Tâche courte
Comptez les lignes des items ci-dessous où figure le mot « agriculture ». Indiquez seulement ce nombre.

Documents fournis

--*--

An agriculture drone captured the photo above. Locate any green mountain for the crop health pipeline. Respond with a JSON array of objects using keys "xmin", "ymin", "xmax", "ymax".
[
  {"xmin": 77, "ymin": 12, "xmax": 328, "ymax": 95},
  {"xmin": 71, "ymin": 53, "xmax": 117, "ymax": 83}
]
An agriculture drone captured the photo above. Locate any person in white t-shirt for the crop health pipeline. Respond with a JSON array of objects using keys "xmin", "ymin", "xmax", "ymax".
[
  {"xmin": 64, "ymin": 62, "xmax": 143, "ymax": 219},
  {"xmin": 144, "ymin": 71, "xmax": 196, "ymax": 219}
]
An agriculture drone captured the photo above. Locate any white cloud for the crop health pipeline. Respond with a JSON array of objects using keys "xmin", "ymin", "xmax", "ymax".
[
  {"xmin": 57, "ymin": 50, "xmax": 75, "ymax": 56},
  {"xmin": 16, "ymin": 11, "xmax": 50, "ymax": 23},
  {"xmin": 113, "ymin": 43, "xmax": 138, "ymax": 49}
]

--*--

Solution
3